> DIRECTIONS FOR THIS TASK:
From the line that includes "of the table" to the last line of the records, inclusive, repeat each line exactly.

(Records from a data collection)
○ ○ ○ ○

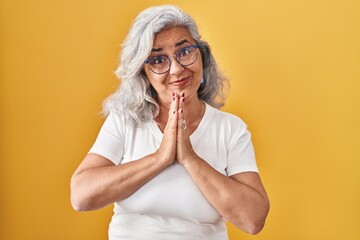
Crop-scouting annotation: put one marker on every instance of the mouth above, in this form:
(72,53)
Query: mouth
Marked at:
(180,82)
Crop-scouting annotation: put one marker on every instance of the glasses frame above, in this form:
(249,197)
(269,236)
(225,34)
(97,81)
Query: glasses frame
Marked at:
(147,61)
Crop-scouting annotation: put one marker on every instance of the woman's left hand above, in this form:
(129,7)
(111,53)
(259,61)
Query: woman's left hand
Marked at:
(184,150)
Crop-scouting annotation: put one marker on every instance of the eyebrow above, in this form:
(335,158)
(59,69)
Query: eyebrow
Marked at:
(176,45)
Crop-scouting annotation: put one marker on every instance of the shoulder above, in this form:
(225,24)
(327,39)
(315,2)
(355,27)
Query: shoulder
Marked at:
(225,119)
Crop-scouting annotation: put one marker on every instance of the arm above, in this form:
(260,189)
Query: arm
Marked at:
(98,182)
(240,199)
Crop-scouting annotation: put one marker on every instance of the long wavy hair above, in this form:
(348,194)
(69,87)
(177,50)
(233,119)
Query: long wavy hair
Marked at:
(135,98)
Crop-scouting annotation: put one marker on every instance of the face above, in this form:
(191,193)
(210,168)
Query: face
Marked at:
(179,78)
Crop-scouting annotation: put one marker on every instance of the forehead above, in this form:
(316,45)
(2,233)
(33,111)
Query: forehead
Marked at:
(169,37)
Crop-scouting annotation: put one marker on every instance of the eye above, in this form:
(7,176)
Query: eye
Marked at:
(184,51)
(157,60)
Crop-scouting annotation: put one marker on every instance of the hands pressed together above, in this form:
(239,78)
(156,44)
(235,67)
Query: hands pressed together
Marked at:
(176,145)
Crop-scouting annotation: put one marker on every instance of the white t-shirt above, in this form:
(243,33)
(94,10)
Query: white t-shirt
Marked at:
(170,206)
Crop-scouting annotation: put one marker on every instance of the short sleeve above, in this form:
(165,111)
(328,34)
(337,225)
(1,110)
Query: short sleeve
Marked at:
(110,140)
(241,156)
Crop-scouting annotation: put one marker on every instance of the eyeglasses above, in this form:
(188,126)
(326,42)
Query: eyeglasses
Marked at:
(184,56)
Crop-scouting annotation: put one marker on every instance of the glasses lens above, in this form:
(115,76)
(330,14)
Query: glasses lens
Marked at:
(159,64)
(186,55)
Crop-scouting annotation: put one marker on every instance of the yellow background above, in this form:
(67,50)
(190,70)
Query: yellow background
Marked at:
(294,68)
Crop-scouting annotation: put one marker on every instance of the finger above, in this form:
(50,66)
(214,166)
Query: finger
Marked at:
(173,112)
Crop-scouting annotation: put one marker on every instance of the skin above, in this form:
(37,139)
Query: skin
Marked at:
(97,182)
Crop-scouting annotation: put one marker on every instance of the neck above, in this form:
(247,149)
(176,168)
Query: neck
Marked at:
(194,111)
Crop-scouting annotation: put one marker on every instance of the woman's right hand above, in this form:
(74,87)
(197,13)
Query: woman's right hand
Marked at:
(167,150)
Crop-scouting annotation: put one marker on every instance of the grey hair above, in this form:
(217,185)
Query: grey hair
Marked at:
(136,98)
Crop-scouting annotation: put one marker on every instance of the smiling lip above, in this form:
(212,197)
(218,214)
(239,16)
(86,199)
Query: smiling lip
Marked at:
(180,82)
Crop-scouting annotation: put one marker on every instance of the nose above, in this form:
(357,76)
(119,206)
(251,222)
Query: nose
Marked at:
(175,67)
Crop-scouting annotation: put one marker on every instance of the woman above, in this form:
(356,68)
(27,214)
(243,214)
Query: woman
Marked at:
(175,166)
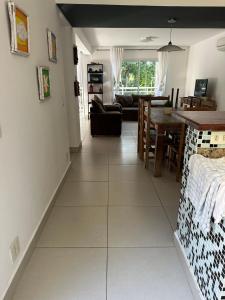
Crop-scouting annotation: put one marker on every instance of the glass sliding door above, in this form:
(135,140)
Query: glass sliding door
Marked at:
(138,77)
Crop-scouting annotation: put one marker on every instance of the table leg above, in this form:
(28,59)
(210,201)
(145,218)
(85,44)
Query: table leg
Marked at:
(159,150)
(180,152)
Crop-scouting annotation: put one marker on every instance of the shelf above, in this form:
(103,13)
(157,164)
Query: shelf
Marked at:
(95,72)
(94,93)
(90,82)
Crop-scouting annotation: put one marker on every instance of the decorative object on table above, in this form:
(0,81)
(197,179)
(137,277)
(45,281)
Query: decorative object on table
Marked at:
(168,107)
(76,88)
(52,49)
(75,55)
(19,27)
(94,80)
(44,82)
(170,47)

○ ○ ○ ○

> ANSWER BELOW:
Crop-scouting annotation: put one marker on every instance of the table leg above, in this form:
(28,59)
(210,201)
(145,218)
(85,44)
Query: table leg
Marked at:
(159,150)
(180,152)
Crop-scouting annotation: put one marker on every instance of the shelf above, in this form:
(103,13)
(157,164)
Query: shelf
Marked at:
(95,72)
(94,93)
(90,82)
Crop-scouting annotation: put one marker on every instance of the decorative object on table above, in this form:
(0,81)
(197,179)
(137,277)
(45,281)
Query: decorative object on table
Marked at:
(168,107)
(76,88)
(52,49)
(75,55)
(19,27)
(94,80)
(44,82)
(170,47)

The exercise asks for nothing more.